Problem details
Go through the entries, filter for the word "tree", and copy every line that has it.

---

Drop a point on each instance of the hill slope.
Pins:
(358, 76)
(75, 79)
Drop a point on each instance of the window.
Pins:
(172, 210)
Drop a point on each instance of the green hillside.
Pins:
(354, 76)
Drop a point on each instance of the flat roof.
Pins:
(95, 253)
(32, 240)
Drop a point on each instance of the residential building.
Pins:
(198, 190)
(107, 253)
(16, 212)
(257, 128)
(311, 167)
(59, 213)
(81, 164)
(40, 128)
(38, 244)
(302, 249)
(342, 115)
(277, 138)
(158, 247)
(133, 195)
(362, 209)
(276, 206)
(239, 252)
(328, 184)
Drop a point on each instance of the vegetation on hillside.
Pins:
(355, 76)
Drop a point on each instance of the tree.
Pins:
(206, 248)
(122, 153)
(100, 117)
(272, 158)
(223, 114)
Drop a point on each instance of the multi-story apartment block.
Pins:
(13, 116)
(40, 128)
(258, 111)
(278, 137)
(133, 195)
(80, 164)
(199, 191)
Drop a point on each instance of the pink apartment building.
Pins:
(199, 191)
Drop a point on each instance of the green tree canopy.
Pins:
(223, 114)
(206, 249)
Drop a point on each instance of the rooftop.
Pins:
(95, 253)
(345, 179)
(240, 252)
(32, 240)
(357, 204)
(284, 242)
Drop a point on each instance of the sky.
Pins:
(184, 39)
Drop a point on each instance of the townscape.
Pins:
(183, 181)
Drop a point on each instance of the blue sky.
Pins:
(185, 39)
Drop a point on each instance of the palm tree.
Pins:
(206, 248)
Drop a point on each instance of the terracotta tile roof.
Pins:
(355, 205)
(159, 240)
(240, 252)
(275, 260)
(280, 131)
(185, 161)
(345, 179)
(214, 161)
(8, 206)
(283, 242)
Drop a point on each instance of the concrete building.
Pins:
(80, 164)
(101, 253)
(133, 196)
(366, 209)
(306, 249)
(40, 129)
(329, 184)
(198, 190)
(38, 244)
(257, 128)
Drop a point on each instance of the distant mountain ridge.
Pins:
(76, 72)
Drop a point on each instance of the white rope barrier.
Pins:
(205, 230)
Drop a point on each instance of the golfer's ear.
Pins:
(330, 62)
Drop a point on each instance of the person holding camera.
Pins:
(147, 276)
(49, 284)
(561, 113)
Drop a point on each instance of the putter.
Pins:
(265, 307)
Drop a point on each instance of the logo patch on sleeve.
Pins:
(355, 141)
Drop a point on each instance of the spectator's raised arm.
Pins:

---

Answer space
Drop a point on each instance of the tree.
Drop a point on each instance of the green tree canopy.
Drop a point on each instance of the palm tree.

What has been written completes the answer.